(Goal): Transcribe the listing below line for line, leaving out the pictures.

(Dataset rows):
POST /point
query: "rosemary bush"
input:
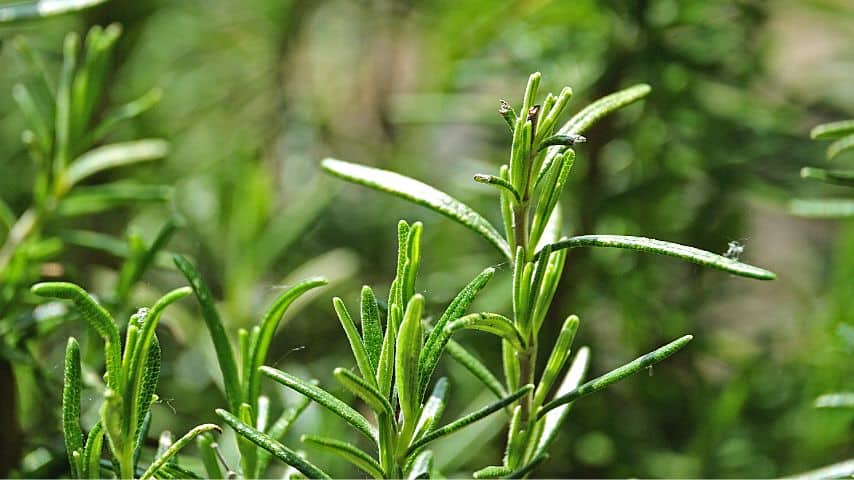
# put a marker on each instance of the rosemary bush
(529, 187)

(Solution below):
POST /point
query: "rosemary bush"
input:
# put a marker on each instance of the rosemary bush
(529, 187)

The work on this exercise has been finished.